(Stored items)
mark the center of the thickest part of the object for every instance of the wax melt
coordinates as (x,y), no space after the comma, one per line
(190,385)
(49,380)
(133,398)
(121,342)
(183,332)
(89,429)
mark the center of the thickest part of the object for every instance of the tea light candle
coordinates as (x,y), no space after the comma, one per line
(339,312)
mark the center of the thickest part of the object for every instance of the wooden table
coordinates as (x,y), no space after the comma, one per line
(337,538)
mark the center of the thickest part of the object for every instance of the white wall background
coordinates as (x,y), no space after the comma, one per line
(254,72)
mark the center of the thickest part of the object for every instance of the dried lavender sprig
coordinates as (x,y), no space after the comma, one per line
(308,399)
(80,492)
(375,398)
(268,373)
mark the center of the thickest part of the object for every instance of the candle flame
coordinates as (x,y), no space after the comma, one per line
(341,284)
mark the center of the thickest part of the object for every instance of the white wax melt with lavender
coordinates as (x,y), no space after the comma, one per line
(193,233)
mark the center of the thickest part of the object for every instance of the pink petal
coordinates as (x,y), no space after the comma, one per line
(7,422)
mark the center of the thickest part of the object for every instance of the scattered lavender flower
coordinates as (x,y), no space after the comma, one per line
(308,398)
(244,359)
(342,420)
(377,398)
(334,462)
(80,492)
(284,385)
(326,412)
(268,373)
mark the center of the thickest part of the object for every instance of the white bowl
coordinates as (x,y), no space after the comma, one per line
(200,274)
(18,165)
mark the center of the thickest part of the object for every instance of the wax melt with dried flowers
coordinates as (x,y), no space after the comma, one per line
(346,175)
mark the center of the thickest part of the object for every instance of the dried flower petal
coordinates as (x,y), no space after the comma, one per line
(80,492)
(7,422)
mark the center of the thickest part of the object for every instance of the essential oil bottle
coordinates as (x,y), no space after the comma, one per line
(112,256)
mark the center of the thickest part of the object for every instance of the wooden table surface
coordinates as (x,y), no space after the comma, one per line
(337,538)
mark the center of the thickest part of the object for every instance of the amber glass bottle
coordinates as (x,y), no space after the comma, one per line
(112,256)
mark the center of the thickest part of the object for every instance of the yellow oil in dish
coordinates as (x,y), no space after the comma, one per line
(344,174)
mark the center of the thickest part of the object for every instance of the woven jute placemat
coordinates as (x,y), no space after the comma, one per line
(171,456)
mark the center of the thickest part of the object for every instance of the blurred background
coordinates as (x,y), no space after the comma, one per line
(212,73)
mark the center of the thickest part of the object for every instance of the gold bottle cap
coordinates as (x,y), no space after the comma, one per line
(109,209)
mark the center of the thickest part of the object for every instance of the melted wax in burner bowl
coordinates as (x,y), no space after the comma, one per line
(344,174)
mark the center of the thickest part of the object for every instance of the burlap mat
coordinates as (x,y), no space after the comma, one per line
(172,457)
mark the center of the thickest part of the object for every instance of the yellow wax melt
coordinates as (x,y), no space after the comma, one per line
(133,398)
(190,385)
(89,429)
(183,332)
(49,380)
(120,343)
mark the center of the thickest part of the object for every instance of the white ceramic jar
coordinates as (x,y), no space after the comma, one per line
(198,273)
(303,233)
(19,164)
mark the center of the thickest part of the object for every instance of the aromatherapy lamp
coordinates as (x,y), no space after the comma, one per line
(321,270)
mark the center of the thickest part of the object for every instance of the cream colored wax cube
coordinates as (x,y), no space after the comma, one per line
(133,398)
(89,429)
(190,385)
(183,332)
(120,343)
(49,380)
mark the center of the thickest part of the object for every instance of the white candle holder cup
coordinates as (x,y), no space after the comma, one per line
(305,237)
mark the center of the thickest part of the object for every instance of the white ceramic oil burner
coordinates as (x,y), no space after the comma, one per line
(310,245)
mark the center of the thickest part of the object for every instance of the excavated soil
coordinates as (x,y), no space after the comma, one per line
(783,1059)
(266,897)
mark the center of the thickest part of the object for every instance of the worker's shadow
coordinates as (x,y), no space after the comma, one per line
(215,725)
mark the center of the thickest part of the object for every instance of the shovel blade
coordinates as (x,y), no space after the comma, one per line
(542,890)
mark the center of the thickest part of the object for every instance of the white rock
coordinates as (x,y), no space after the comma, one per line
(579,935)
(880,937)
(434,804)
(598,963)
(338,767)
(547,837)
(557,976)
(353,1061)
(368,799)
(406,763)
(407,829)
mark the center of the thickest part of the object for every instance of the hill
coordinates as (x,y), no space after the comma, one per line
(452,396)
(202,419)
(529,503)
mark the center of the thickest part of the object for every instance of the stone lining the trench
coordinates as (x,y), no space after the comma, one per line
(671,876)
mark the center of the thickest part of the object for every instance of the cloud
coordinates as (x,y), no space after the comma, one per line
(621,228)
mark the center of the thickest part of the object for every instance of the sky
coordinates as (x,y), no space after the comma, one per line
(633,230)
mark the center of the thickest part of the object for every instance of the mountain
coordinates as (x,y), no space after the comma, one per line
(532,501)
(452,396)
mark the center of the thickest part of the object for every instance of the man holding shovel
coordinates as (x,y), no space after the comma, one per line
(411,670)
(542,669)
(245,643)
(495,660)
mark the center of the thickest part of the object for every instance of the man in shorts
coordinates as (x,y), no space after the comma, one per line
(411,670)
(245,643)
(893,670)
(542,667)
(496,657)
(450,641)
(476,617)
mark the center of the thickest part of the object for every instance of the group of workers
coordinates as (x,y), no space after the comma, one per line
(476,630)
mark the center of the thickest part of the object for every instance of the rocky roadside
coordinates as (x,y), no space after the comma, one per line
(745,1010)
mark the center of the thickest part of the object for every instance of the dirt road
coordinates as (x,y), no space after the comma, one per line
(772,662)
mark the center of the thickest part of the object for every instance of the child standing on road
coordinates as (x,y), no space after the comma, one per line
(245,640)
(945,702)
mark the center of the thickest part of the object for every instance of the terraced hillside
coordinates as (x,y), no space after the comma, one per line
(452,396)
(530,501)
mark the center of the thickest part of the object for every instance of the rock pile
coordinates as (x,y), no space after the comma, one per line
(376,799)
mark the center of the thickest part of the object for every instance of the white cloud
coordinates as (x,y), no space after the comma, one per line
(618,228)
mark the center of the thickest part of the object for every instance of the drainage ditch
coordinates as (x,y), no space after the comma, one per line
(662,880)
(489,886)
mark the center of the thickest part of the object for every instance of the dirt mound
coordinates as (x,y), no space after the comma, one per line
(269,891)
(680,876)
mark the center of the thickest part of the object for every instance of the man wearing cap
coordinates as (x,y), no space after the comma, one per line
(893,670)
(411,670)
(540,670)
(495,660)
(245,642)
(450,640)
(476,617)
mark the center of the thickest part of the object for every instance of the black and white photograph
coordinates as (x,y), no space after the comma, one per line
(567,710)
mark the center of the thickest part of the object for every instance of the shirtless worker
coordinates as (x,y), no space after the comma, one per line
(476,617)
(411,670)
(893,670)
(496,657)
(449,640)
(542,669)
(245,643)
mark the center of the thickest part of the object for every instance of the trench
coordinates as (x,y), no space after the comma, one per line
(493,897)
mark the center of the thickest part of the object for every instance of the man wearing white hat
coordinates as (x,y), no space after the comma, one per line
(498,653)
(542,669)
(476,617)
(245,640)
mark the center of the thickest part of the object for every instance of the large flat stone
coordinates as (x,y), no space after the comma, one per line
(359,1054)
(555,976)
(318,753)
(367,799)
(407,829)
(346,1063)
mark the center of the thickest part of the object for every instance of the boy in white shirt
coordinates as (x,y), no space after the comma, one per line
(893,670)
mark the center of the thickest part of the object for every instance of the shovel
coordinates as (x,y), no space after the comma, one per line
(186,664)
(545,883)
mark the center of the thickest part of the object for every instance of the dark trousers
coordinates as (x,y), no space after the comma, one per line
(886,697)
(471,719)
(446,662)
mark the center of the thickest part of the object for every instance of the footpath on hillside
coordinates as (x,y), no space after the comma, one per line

Work to be completed -> Set down the entries above again, word for word.

Answer section ->
mark the center of the thickest part of the object for every instance of the wax melt
coordinates as (x,y), no space after the comma, one per line
(190,385)
(49,380)
(133,398)
(121,342)
(183,332)
(89,429)
mark the center of the thickest part of the object for every instance of the tea light candle
coordinates as (x,y), no space after the comma, one per line
(339,312)
mark the center of the thickest part of the object for every instance of the wooden table
coordinates as (x,y), no space after the comma, one per line
(337,538)
mark the center of the thickest part of the object for every instance of the white wall background
coordinates as (x,y), no space after the comma, one per line
(254,72)
mark the center of the thickest part of the object for every instance of the dried lavender sprig
coordinates as (x,y), no space after the comma, one per line
(308,399)
(80,492)
(375,398)
(268,373)
mark the center of the thickest part of the object for every instance of the candle flame
coordinates as (x,y), no space after the comma, one per line
(341,284)
mark the center of the thickest part of the object for every instance of the white wax melt with lavender
coordinates as (x,y), no space after the comma, one per line
(193,233)
mark the center of the thickest part of the object for every instance of the pink petal
coordinates as (x,y), no space after the comma, one per line
(7,422)
mark the center of the thickest part of the object for every instance of the scattered lavender flower
coordinates as (x,y), no space after the comma, one per line
(308,398)
(244,359)
(342,420)
(377,398)
(334,462)
(80,492)
(284,385)
(326,412)
(268,373)
mark the center of the thickest part of the object for every instance of the white bowl
coordinates as (x,y), no space after the comma, one per line
(200,274)
(18,165)
mark the center of the thickest part of the object for every instance of the wax melt with dried flowers
coordinates as (x,y), no space after the comma, one per line
(346,175)
mark the center of the thickest part of the object for every instance of the dried flower petal
coordinates as (x,y), no space after the comma, one per line
(80,492)
(7,422)
mark the center of the thickest part of the object for every instance of the essential oil bottle
coordinates as (x,y), no space after the comma, one per line
(112,256)
mark the center of the thickest part of the object for every instance of the wooden table surface
coordinates as (x,y), no space after the comma, one per line
(337,538)
mark the center of the thickest part of the object for every instance of the amber glass bottle
coordinates as (x,y), no space after the comma, one per line
(112,256)
mark the center of the thickest part of the object for every instance of the yellow oil in dish
coordinates as (x,y), no space after the comma, one per line
(344,174)
mark the center of the thickest part of the object for every instance of the woven jute placemat
coordinates as (x,y), no space after the comma, one per line
(171,456)
mark the center of the thickest part of the object for every instance of the blurred background
coordinates as (x,y), no space after the comma, one per line
(212,73)
mark the center of the thickest part of the object for every instance of the gold bottle cap
coordinates as (x,y), no space after the comma, one per line
(109,209)
mark the center of the thickest part of the object for every instance of the melted wax in burner bowl
coordinates as (x,y), no space after the comma, one per line
(344,174)
mark the center of the thickest part of the object for every instance of the burlap mat
coordinates as (x,y), no space after the comma, one per line
(172,457)
mark the center of the thickest part of the object for every instance of the yellow wax melt
coordinates as (x,y), no space after the comma, one per line
(133,398)
(190,385)
(89,429)
(183,332)
(49,380)
(120,343)
mark the center of the thickest part of the object for every instance of the white ceramic jar
coordinates as (x,y), no space after the comma, one per line
(198,273)
(303,233)
(19,164)
mark the center of the thickest part of the object for every instance of the aromatherapy lamp
coordinates as (x,y), no space after the comma, one per line
(321,270)
mark the center of the thickest part of the object for every instance of the cream colored wax cube
coordinates as (x,y), no space after the comma, one per line
(133,398)
(89,429)
(190,385)
(183,332)
(120,343)
(49,380)
mark the center of the thickest part of the object for every instance of the white candle holder cup
coordinates as (x,y), no space after the comma, one per line
(305,237)
mark the center of the thickest part of the object for every instance of the white ceramic oil burner
coordinates as (x,y), no space after the comma, one per line
(310,245)
mark the center of the thickest part of the object for every instance of the excavated soil
coordinates as (x,y), no space after the comma, one per line
(783,1059)
(266,897)
mark the center of the thickest part of the object for every instance of the worker's shadow
coordinates as (x,y), no space after the comma, one per line
(215,725)
mark the center of the thickest part of the object for every instance of the shovel blade
coordinates as (x,y), no space after the comma, one per line
(542,890)
mark the center of the thickest part of the object for every instance of the white rock
coordinates as (x,y), no space after the comma, one per line
(579,935)
(880,937)
(434,804)
(598,963)
(338,767)
(547,837)
(557,976)
(353,1061)
(368,799)
(406,763)
(407,829)
mark the center of the thickest part of the object for every instance of the hill
coordinates as (x,y), no space after the comma, one per line
(452,396)
(202,419)
(529,503)
mark the center of the thickest part of the object for every instance of the stone lining the trench
coordinates as (x,y), no space after the comma, one per line
(671,876)
mark the center of the thickest part of the object for every instance of the cloud
coordinates as (x,y), no space after the comma, one per line
(621,228)
mark the center of the thickest part of the object for every instance of the sky
coordinates as (x,y), no space after the comma, one per line
(633,230)
mark the center of the thickest part of the object for every instance of the mountain
coordinates as (x,y), no space after the comma, one per line
(532,501)
(452,396)
mark the center of the thickest part of the object for every instance of the man holding shovel
coordinates as (x,y), no space after the comma, one per line
(411,670)
(542,669)
(245,643)
(495,660)
mark the center of the thickest part of the object for every instance of the man in shorts
coordinates as (x,y), no space after the comma, one per line
(411,670)
(245,643)
(893,670)
(542,667)
(496,657)
(450,641)
(476,617)
mark the center of the thickest part of the object for every instance of the group of workers
coordinates as (x,y), no space after the comma, one per line
(476,630)
mark the center of the thickest part of the object for every instance of the rocky roadside
coordinates as (x,y), no space after the comma, one per line
(745,1010)
mark the center of the thickest part of the object for every instance of the dirt road
coordinates as (x,y), no space after the comma, one per line
(772,662)
mark the center of the thickest part of the object for every instance of the child standing on road
coordinates as (x,y), no space after the comma, one per line
(245,640)
(945,702)
mark the center of the thickest part of the object for every instance of the terraced hillside
coordinates as (x,y), no space after the comma, one per line
(452,396)
(530,501)
mark the center of the thickest part of the object for every instance of the rock pile
coordinates as (x,y), no space after the comma, one per line
(376,799)
mark the center of the thickest part of the object for every instance of the white cloud
coordinates as (x,y), no space after the comma, one per line
(618,228)
mark the center of the thickest part of the object for every instance of the drainage ditch
coordinates as (x,y), no space after the comma, one per line
(662,880)
(489,886)
mark the center of the thickest part of the object for every instance of the dirt mound
coordinates as (x,y), no space after the comma, one per line
(269,891)
(680,876)
mark the center of the thickest part of the object for every instance of the man wearing cap
coordinates as (x,y), no space after the comma, one per line
(893,670)
(411,670)
(540,670)
(495,660)
(245,642)
(450,640)
(476,617)
mark the center of the thickest part of the object for every instance of the black and white photograph
coordinates as (x,y), no space after the comma, one per line
(567,710)
mark the center of the thickest part of the object for every instance of the shirtless worker
coordinates as (x,y), no space after the comma, one per line
(476,617)
(411,670)
(893,670)
(496,657)
(449,640)
(542,669)
(245,643)
mark the center of the thickest part of the object for every instance of the trench
coordinates as (x,y), no space after the comma, one per line
(493,897)
mark the center of the thickest part of the object for every instance of the man wearing white hat
coordinates as (x,y), no space after the comma, one per line
(498,653)
(542,669)
(476,617)
(245,640)
mark the center of the thickest part of the object for every instance of the large flat stone
coordinates as (x,y), no space after the comma, one per line
(359,1054)
(555,976)
(318,753)
(367,799)
(407,829)
(346,1063)
mark the center of the thickest part of the object for every instance of the boy in white shirt
coordinates as (x,y), no space after the comma, one per line
(893,670)
mark the center of the thickest part of the object for every instance of the shovel
coordinates as (x,y), no space after the comma, one per line
(186,664)
(545,883)
mark the center of the thickest part of the object for every instance of the dark trousers
coordinates as (x,y), no space after the comma, one per line
(886,697)
(471,719)
(446,662)
mark the center of the thickest part of the object for every instance of the footpath on hillside
coordinates as (x,y), no space after the comma, one per line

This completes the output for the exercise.